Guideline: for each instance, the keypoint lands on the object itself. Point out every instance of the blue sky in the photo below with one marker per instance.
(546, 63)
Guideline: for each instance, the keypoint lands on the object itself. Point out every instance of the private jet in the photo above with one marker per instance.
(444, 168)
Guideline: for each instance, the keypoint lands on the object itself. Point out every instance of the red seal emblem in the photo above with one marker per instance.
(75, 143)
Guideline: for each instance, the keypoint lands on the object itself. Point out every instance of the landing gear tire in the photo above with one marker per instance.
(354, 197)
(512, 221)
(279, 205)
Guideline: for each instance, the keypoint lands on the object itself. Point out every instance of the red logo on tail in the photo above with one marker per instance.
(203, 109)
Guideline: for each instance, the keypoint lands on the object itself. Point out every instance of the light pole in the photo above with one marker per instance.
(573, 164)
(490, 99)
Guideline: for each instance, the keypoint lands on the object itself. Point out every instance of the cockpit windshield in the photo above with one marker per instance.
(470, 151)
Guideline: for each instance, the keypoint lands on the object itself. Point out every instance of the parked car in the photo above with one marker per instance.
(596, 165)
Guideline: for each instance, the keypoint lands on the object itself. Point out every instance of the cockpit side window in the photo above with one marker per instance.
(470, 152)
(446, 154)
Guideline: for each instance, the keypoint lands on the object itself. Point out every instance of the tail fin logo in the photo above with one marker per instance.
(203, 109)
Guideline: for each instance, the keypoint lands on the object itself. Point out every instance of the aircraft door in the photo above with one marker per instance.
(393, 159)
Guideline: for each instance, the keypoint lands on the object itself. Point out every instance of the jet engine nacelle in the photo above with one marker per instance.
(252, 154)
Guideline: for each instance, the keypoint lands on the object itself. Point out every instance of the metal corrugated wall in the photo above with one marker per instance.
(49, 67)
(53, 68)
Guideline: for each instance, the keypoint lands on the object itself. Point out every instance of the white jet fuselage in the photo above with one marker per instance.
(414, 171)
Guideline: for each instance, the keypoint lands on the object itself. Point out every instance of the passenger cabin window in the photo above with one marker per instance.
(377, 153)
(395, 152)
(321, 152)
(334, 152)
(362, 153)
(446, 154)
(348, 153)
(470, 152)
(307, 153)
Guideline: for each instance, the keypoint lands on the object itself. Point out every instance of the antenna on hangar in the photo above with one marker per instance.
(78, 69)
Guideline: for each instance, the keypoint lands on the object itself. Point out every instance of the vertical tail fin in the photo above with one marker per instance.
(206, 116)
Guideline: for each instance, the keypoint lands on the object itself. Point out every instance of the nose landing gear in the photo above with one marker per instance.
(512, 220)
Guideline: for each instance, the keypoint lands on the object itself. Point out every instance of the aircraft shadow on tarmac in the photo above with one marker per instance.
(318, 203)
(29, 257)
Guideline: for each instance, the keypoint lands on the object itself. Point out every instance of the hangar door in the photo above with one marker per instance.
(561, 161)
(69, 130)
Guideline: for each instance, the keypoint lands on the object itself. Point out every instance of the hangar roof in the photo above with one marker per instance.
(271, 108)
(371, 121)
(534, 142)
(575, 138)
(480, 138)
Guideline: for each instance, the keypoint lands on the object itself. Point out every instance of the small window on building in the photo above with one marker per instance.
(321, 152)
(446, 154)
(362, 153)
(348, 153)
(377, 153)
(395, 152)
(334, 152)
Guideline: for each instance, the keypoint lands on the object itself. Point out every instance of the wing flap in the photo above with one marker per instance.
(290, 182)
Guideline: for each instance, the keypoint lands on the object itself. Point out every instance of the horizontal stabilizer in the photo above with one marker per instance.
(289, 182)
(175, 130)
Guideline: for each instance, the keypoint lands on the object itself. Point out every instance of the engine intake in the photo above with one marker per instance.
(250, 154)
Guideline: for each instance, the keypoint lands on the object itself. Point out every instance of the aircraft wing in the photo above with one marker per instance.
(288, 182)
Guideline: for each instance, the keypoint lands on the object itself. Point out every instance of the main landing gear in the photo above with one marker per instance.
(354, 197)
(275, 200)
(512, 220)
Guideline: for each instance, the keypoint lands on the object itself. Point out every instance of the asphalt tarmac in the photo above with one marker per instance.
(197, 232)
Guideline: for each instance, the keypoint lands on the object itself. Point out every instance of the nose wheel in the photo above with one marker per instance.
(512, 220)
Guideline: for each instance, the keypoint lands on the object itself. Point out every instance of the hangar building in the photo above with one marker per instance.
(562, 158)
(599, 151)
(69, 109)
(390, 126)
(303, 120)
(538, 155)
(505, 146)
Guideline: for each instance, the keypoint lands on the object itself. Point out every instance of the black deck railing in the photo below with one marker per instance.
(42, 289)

**EXERCISE AIM**: Copy out all of the entries above, putting "dot" in place of every "marker" and leaving everything else the same.

**OUTPUT FOR THIS EXERCISE**:
Guideline: for each instance, the keypoint lands on the object itself. Point out every instance of the blue sky in the photo below with one dot per instance.
(546, 63)
Guideline: for each instance, the keypoint lands on the object itself. Point out every instance of the private jet in the photo above with one dot per instance.
(444, 168)
Guideline: for each instance, the keypoint lands on the object itself. Point out every instance of the red seal emblem in the photo above with one dot per instance.
(75, 143)
Guideline: for each instance, the keypoint lands on the object itself. Point out every instance of the landing gear tire in the photo above with one dot per instance.
(354, 197)
(512, 221)
(279, 205)
Guideline: for each instance, the keypoint lands on the object itself. Point out every instance of the red logo on tail in the photo above with one dot per instance.
(203, 109)
Guideline: for each instance, the keypoint lands on the object itself. Point out every instance of the light pole in the photo above with one dot per instance.
(573, 164)
(490, 99)
Guideline: for each instance, the keypoint lands on the object itself. Point out every instance of the cockpit windshield in the photo above with one dot per instance.
(470, 151)
Guideline: for each instance, the keypoint lands on the object itself. Point out every instance of the parked car in the photo above with one dot per instance.
(596, 165)
Guideline: for each instance, the keypoint lands on the object itself. Point out every instance of the cockpit side window in the photo above with one dot per instance.
(470, 152)
(446, 154)
Guideline: for each instance, the keypoint lands on the object itself. Point out every instance of the tail fin logo in the photo above with one dot per instance.
(203, 109)
Guideline: for each instance, the keypoint lands on the object itself. Point out every instance of the aircraft door in the photo above with one dot per instance.
(393, 159)
Guideline: for each instance, the keypoint lands on the object itself. Point out every instance of the jet engine nacelle in the photo above with one dot per instance.
(252, 154)
Guideline: for each instance, the keypoint lands on the object itself. Point out every instance of the metal corrugated wall in the photo above with one dot per instance.
(49, 67)
(53, 68)
Guideline: for each instance, the keypoint lands on the object itself. Point out every instance of the white jet fuselage in the photo above with one dot per instance.
(414, 171)
Guideline: for each instance, the keypoint lands on the object itself. Point out every instance of the passenger cabin window in the photo above with one dot per instance.
(377, 153)
(395, 152)
(321, 152)
(334, 152)
(362, 153)
(446, 154)
(348, 153)
(470, 152)
(307, 153)
Guideline: for each instance, the keypoint lands on the object itself. Point out every instance of the antenna on hangar in the photo above with one dot per instance.
(78, 69)
Guideline: for each instance, the keypoint lands on the object itself. Point out every instance of the vertical tail fin in the photo above with one dot per instance.
(206, 116)
Guideline: for each instance, the keypoint lands on the object itself. Point out every instance of the nose landing gear in the photo above with one dot per instance.
(512, 220)
Guideline: for each instance, the keypoint lands on the object itself. Point out every instance of the aircraft shadow on tarmac in the photo above with one dot per instance.
(318, 203)
(29, 257)
Guideline: for each instance, the keypoint lands on the object itself. Point out every instance of the hangar door in the photo above with one dot per instance.
(561, 161)
(69, 130)
Guideline: for each instance, the keypoint lands on the object itself. Point out every instance of the hangar roof in the photo above with one dot per instance.
(271, 108)
(371, 121)
(534, 142)
(575, 138)
(480, 138)
Guideline: for each instance, the keypoint lands on the object itself. Point out every instance of the small window on building in the photo above with one dot per instance.
(321, 152)
(446, 154)
(362, 153)
(348, 153)
(377, 153)
(395, 152)
(334, 152)
Guideline: for each instance, the keypoint lands on the object itself. Point out every instance of the wing flap in the photo above with one dot per instance.
(290, 182)
Guideline: for each instance, the keypoint lands on the object itself. Point out every instance of the horizontal stabilizer in the photo above with one dot per instance.
(289, 182)
(175, 130)
Guideline: for each instance, the keypoint lands on the object itself. Point out every instance of the engine intake in the photo above with one dot per instance.
(250, 154)
Guideline: for each instance, the keypoint lands on the object itself. Point out every instance of the aircraft wing in the photo above with one dot per instance.
(288, 182)
Guideline: for each instance, the keypoint lands on the object itself. Point out every instance of the main landing gear in the photo above with one dot per instance.
(354, 197)
(275, 200)
(512, 220)
Guideline: for each instance, the keypoint lands on the object itself. Point out every instance of the asphalt tarmac in the photo above with one dot per instance.
(197, 232)
Guideline: for each instance, the keypoint lands on the object itself. Point out every instance of the nose wheel in the photo above with one dot per instance.
(512, 220)
Guideline: for each instance, the keypoint lands on the object itself. Point out every instance of the hangar building in the photo above with one dot per instance.
(562, 158)
(599, 151)
(69, 109)
(390, 126)
(303, 120)
(538, 155)
(505, 146)
Guideline: for each instance, the keypoint lands on the object itself. Point out every instance of the black deck railing in the photo below with one dot per instance.
(42, 289)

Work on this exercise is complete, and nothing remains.